Your answer is the listing, printed exactly as given.

+--

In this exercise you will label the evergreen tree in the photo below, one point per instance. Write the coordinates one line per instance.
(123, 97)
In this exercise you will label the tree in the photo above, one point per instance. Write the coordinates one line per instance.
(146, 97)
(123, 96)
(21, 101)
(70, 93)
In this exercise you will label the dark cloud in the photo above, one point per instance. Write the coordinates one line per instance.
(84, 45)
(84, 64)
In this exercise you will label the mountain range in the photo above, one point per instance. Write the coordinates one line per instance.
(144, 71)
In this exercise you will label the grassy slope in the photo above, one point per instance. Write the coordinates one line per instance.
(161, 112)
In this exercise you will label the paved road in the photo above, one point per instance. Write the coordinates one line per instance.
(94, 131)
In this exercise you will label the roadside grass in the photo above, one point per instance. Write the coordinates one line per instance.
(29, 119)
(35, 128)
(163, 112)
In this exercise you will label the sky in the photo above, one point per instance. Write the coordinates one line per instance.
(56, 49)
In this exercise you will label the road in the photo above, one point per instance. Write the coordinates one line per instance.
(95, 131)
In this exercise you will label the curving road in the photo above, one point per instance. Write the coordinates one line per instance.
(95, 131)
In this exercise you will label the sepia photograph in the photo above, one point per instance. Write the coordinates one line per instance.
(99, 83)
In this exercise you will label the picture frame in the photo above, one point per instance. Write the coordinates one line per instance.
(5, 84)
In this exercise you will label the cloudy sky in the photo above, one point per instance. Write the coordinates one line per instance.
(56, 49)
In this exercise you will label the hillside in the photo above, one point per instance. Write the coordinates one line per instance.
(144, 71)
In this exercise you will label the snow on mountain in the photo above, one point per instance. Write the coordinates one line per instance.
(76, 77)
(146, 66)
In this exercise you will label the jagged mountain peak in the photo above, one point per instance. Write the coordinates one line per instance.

+--

EXERCISE SOLUTION:
In this exercise you will label the evergreen tree in the photo below, one point per instance. Write the coordinates one line per instance.
(123, 97)
In this exercise you will label the tree in the photo above, one point per instance. Write the coordinates one line per instance.
(146, 97)
(123, 96)
(21, 101)
(70, 93)
In this exercise you will label the dark cloud in the photo above, one point per instance. Write the coordinates one line per instance.
(84, 45)
(84, 64)
In this exercise you will label the mountain range in the photo above, one point per instance. Write the coordinates one line per instance.
(144, 71)
In this exercise you will label the grassy slope in the photo above, one point per instance. Write the coordinates one line per instance.
(161, 112)
In this exercise you will label the paved road in the photo above, one point per instance. Write the coordinates one line per instance.
(94, 131)
In this exercise you will label the roadside grass in the photo above, one point per instance. Write the coordinates one line per instance.
(29, 119)
(35, 128)
(163, 112)
In this exercise you will label the sky in the photo above, one point per instance. Write the coordinates one line per instance.
(56, 49)
In this exercise you will label the road in the photo above, one point per instance. Write the coordinates one line per instance.
(95, 131)
In this exercise you will label the curving road in the photo above, one point per instance. Write the coordinates one line per instance.
(95, 131)
In this exercise you will label the sepia photograph in the photo above, one point per instance. Write the coordinates one line per instance.
(99, 83)
In this exercise you will label the picture frame in the photo above, one point per instance. Write the coordinates one line per instance.
(5, 84)
In this exercise you will label the cloudy sky in the photo above, one point per instance. Write the coordinates one line per instance.
(56, 49)
In this exercise you will label the hillside in the photo above, one point per instance. Write the coordinates one line per instance.
(144, 71)
In this exercise you will label the snow on mountain in the photo above, one point per instance. Write the coordinates one line per instance.
(76, 77)
(146, 66)
In this exercise you will label the jagged mountain peak in the photo above, one point per instance. Write the coordinates one line per instance.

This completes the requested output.